[Exercise material Boundary: Start]

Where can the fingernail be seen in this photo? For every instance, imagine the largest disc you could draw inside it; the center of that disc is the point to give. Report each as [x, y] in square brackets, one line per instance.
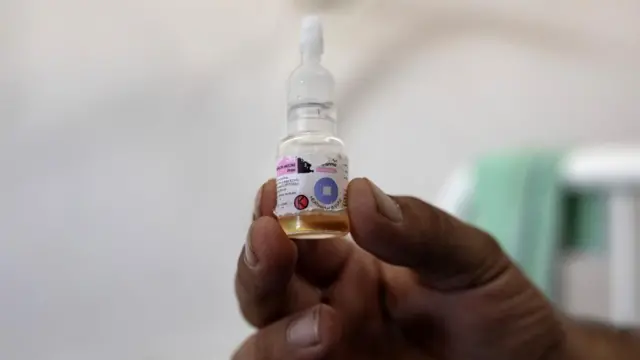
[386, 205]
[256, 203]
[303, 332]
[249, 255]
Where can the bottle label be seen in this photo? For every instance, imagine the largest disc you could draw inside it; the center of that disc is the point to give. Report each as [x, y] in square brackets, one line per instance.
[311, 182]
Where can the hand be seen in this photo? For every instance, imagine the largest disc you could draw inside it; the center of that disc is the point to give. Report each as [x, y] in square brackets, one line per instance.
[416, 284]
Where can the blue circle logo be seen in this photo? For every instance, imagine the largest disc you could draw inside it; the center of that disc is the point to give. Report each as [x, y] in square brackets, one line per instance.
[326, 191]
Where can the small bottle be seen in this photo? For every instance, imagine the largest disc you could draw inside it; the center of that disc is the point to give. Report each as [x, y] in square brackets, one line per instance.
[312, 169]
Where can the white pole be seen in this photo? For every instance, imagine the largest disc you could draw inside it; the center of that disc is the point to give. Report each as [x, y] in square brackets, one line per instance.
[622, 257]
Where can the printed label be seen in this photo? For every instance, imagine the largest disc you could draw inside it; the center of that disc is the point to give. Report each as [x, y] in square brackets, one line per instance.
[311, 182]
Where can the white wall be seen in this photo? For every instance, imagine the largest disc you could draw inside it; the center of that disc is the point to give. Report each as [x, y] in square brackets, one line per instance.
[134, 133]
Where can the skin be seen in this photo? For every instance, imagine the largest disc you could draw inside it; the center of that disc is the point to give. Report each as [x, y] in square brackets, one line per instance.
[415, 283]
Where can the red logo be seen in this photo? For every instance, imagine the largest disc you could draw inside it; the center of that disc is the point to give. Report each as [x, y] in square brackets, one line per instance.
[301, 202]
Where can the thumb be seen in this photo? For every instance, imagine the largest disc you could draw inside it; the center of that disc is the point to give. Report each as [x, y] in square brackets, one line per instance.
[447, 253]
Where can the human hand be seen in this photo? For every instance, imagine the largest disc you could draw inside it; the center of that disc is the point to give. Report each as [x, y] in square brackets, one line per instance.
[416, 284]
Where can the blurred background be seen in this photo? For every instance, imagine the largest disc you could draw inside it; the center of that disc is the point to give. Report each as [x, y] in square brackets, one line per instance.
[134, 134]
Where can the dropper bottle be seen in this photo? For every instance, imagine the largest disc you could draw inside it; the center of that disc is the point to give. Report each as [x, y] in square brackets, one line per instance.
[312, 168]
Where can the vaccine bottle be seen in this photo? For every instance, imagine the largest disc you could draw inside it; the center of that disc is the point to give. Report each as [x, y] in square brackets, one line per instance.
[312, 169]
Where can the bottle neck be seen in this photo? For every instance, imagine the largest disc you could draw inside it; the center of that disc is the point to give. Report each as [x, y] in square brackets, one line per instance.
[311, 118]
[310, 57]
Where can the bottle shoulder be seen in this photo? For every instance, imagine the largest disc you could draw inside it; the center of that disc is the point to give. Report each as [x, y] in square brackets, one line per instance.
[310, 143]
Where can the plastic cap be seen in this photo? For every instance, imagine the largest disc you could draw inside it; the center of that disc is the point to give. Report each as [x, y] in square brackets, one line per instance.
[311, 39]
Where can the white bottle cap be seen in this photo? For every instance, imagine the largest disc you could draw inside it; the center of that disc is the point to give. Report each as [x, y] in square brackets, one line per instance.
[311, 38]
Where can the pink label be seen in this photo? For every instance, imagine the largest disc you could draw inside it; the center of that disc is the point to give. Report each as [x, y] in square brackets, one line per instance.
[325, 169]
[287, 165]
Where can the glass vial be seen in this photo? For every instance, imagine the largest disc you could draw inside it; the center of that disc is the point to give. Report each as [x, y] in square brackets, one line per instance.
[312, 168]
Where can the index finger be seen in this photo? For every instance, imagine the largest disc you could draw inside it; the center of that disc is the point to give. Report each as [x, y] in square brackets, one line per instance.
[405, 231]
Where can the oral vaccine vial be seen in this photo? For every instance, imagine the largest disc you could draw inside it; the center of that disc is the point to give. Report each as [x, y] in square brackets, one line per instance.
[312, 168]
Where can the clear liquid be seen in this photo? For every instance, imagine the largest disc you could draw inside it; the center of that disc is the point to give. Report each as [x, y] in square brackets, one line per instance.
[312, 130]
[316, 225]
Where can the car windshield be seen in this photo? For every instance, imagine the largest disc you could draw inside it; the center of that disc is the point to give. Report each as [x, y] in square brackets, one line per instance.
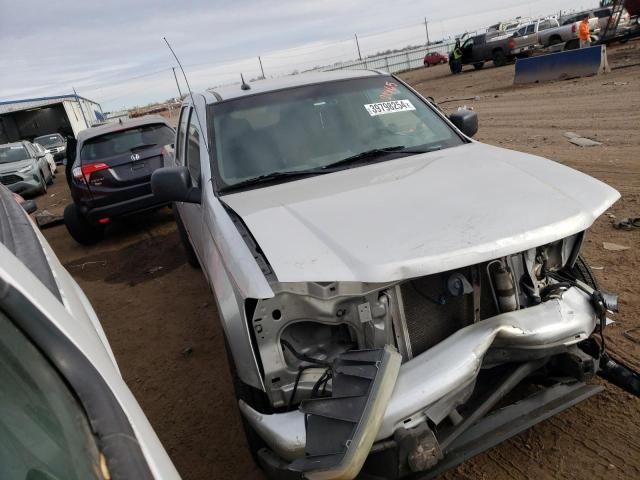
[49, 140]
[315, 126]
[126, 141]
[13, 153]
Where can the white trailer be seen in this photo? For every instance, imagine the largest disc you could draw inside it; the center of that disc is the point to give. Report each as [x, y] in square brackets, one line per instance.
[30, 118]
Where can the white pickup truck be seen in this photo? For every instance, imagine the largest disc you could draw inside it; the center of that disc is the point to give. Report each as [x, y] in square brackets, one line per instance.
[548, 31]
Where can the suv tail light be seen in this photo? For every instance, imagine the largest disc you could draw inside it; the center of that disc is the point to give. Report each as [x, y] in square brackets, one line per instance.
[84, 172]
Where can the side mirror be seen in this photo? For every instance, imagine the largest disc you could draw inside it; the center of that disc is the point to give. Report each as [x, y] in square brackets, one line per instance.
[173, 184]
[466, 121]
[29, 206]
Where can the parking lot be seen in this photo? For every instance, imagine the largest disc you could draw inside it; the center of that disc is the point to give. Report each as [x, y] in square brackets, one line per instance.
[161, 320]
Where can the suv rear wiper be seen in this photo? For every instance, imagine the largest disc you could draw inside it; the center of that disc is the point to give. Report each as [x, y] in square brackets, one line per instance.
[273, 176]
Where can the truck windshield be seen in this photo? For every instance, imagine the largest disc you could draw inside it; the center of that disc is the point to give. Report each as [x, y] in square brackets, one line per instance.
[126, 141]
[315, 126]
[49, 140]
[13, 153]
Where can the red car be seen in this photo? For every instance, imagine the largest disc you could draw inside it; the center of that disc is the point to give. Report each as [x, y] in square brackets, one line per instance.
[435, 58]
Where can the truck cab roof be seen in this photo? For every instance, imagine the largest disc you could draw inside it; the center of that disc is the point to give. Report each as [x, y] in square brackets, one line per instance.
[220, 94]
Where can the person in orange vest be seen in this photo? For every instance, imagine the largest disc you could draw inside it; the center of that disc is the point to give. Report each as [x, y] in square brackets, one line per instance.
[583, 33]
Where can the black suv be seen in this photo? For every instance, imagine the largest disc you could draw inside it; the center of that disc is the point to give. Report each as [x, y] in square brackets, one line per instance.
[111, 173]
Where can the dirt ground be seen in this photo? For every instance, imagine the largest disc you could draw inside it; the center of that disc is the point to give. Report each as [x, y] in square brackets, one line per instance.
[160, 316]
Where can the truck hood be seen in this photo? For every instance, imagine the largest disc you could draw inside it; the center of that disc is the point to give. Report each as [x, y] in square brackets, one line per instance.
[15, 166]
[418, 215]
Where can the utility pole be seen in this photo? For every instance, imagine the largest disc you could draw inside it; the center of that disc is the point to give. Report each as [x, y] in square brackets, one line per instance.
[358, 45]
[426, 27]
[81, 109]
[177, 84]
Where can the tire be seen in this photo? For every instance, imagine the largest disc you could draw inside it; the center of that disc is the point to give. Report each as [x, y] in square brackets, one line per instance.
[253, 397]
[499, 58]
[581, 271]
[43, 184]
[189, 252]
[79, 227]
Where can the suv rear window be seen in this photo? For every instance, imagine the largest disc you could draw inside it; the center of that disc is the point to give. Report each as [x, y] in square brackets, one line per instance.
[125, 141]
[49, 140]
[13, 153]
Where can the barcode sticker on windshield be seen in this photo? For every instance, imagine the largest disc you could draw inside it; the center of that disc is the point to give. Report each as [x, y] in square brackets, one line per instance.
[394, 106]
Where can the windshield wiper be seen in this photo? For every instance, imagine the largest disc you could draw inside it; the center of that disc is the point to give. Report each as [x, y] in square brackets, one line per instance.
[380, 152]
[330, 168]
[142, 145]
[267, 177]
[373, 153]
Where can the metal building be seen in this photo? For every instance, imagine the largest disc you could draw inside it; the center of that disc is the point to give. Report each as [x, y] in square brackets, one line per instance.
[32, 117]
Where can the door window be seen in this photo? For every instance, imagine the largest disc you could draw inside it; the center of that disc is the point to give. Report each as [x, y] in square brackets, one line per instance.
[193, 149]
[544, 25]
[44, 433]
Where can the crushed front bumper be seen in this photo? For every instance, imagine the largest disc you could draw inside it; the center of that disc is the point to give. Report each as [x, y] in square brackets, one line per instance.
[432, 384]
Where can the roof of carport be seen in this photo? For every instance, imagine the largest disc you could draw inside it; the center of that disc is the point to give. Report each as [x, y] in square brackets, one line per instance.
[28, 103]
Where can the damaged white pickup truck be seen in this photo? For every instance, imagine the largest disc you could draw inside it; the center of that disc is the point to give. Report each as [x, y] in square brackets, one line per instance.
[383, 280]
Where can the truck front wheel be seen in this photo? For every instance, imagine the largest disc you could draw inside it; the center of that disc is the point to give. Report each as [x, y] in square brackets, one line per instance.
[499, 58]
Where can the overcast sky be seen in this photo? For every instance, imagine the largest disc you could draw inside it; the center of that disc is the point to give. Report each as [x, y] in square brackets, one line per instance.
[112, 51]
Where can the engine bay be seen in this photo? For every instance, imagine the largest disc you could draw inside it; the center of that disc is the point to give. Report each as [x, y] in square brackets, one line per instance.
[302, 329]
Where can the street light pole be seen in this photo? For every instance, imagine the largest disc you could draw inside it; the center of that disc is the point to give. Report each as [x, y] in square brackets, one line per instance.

[Exercise material Boundary: End]

● Work instruction
The line with "Where can the engine" through the last line of the entries above: output exactly those lines and nothing else.

● Answer to this exercise
Where can the engine bay be seen in this photo? For every instance, imagine the largest disc you could draw inside it; the center of that disc is the point to give. Report each as [x, y] in square brackets, one line per instance.
[302, 329]
Where can the street light pole be seen in this photo? For every instance, imagine the largest disc you could draw inside it; the center of that disc is the point to give. Report each as [x, y] in square brackets, one line per instance.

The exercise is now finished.